> _Your instructions_
An exact transcription of the entries is required, with none of the pictures carried over.

________________________

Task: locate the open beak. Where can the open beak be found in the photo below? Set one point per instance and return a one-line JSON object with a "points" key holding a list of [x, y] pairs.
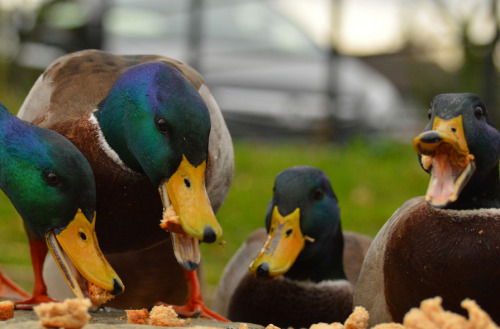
{"points": [[188, 213], [446, 155], [284, 243], [77, 253]]}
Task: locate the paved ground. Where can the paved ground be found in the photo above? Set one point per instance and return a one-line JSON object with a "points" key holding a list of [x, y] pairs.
{"points": [[108, 318]]}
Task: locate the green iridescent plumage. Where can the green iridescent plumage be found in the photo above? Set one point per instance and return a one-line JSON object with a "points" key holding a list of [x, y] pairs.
{"points": [[44, 175]]}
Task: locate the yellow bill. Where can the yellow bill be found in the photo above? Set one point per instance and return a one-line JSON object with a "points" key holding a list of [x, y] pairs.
{"points": [[284, 243], [189, 214], [77, 253], [446, 155]]}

________________________

> _Completed exercise_
Task: locate the open beak. Where can the open beak be found in the photo below? Set one point per instance and return a one-line JSON object with a "points" key holding a list of [x, y] pairs.
{"points": [[188, 213], [446, 155], [284, 243], [77, 253]]}
Task: locate the paved ground. Where can the paved ground be found in the photo above? Set one point per instance and return a one-line JSON object with a "points" key holding a list of [x, y] pairs.
{"points": [[108, 318]]}
Task: locate the green iridescent plumage. Where can the green iridescent plumage be found in the photo above? Set one point per instance and return a one-line JSON object with a "points" key holding a list of [x, y] pairs.
{"points": [[44, 175]]}
Task: locate the yellow bill. Where can the yellow bill be found in the photo above? Set one point per instance and return a one-line JSON object with a "points" key holding a list of [x, y] pairs.
{"points": [[284, 243], [189, 214], [77, 253], [446, 155]]}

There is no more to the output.